For the entries that appear below, write out the exact text and omit the pictures.

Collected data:
-*-

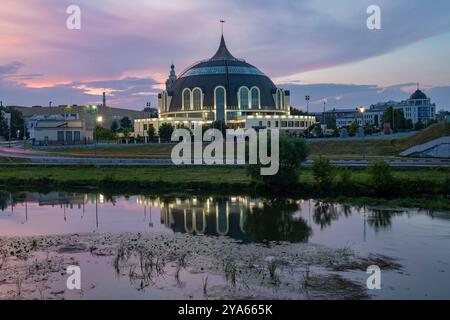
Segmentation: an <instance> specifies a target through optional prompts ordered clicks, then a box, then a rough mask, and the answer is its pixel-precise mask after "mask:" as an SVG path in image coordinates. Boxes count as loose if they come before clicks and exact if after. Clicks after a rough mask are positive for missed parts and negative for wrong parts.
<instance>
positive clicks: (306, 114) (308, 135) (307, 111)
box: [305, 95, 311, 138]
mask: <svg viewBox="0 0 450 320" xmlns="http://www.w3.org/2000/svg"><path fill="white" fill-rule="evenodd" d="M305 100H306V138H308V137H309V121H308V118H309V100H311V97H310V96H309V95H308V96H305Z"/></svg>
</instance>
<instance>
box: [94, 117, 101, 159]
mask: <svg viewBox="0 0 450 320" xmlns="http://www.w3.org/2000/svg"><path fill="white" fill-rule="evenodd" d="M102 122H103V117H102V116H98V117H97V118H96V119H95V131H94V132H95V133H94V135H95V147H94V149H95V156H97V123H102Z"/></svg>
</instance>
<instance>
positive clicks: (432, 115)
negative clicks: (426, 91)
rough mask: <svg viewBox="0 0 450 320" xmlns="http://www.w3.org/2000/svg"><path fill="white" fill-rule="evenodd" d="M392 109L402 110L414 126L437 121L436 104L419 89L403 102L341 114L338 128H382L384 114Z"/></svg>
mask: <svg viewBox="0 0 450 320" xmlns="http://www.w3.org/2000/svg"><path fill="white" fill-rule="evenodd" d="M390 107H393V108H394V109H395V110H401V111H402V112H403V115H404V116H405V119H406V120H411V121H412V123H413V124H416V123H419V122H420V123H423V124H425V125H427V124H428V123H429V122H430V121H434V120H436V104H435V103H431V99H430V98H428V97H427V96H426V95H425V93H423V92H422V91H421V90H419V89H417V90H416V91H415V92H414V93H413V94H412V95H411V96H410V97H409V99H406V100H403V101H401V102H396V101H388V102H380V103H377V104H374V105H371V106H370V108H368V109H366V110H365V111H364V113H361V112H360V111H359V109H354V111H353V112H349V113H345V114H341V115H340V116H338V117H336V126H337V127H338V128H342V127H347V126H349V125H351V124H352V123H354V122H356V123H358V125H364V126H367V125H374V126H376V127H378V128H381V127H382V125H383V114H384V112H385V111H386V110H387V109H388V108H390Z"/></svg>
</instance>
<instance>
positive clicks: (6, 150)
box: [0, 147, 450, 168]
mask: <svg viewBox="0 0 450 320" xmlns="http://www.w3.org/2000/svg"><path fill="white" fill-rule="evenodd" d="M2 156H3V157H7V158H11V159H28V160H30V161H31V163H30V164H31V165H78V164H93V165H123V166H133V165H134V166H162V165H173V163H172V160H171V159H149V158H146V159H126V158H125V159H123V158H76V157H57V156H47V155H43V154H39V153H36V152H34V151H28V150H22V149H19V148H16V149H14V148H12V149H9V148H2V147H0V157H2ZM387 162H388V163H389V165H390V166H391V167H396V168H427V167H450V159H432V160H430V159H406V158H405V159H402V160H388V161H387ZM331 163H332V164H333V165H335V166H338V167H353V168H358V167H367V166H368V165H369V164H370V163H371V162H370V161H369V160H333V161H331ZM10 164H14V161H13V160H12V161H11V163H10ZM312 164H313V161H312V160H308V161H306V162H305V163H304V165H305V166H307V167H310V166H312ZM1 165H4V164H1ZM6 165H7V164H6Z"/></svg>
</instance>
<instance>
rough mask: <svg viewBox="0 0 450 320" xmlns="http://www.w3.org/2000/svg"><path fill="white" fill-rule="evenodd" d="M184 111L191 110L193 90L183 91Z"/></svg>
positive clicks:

-*-

### ANSWER BOX
Segmentation: an <instance> specifies a target through optional prompts ordered clicks, then a box, then a rough mask, and the answer is its pixel-precise mask after "mask:" as an SVG path in image coordinates. Boxes count as loose if they come before clicks and exact if after. Clicks after a rough mask are positive for missed parts and negative for wrong parts.
<instance>
positive clicks: (306, 114) (308, 135) (307, 111)
box: [305, 95, 311, 138]
mask: <svg viewBox="0 0 450 320" xmlns="http://www.w3.org/2000/svg"><path fill="white" fill-rule="evenodd" d="M305 100H306V138H308V137H309V121H308V118H309V100H311V97H310V96H309V95H308V96H305Z"/></svg>
</instance>
<instance>
box: [94, 117, 101, 159]
mask: <svg viewBox="0 0 450 320" xmlns="http://www.w3.org/2000/svg"><path fill="white" fill-rule="evenodd" d="M102 122H103V117H102V116H98V117H97V118H96V119H95V131H94V132H95V133H94V135H95V147H94V149H95V156H97V123H102Z"/></svg>
</instance>
<instance>
positive clicks: (432, 115)
negative clicks: (426, 91)
rough mask: <svg viewBox="0 0 450 320" xmlns="http://www.w3.org/2000/svg"><path fill="white" fill-rule="evenodd" d="M392 109L402 110L414 126L437 121L436 104L419 89L403 102L341 114L338 128H382L384 114Z"/></svg>
mask: <svg viewBox="0 0 450 320" xmlns="http://www.w3.org/2000/svg"><path fill="white" fill-rule="evenodd" d="M390 107H393V108H394V109H395V110H401V111H402V112H403V115H404V116H405V119H406V120H411V121H412V123H413V124H416V123H419V122H420V123H423V124H425V125H427V124H428V123H429V122H430V121H434V120H436V104H435V103H431V99H430V98H428V97H427V96H426V95H425V93H423V92H422V91H421V90H419V89H417V90H416V91H415V92H414V93H413V94H412V95H411V96H410V97H409V99H406V100H403V101H401V102H396V101H388V102H380V103H377V104H374V105H371V106H370V108H368V109H366V110H365V111H364V113H361V112H360V111H359V109H354V111H353V112H349V113H345V114H341V115H340V116H338V117H336V126H337V127H338V128H342V127H347V126H349V125H351V124H352V123H354V122H356V123H358V125H364V126H367V125H374V126H376V127H378V128H381V127H382V125H383V114H384V112H385V111H386V110H387V109H388V108H390Z"/></svg>
</instance>
<instance>
positive clicks: (6, 150)
box: [0, 147, 450, 168]
mask: <svg viewBox="0 0 450 320" xmlns="http://www.w3.org/2000/svg"><path fill="white" fill-rule="evenodd" d="M2 156H3V157H7V158H11V159H28V160H30V161H31V163H30V164H31V165H78V164H93V165H123V166H133V165H134V166H162V165H173V163H172V160H171V159H149V158H146V159H126V158H125V159H123V158H76V157H57V156H47V155H43V154H39V153H36V152H34V151H28V150H22V149H19V148H16V149H14V148H12V149H9V148H2V147H0V157H2ZM387 162H388V163H389V165H390V166H391V167H396V168H427V167H450V159H432V160H430V159H406V158H405V159H402V160H388V161H387ZM331 163H332V164H333V165H335V166H338V167H353V168H358V167H367V166H368V165H369V164H370V163H371V162H370V161H369V160H333V161H331ZM10 164H14V161H13V160H12V161H11V163H10ZM312 164H313V161H312V160H308V161H306V162H305V163H304V165H305V166H307V167H310V166H312ZM1 165H4V164H1ZM6 165H7V164H6Z"/></svg>
</instance>
<instance>
rough mask: <svg viewBox="0 0 450 320" xmlns="http://www.w3.org/2000/svg"><path fill="white" fill-rule="evenodd" d="M184 111L191 110L193 90L183 91Z"/></svg>
positive clicks:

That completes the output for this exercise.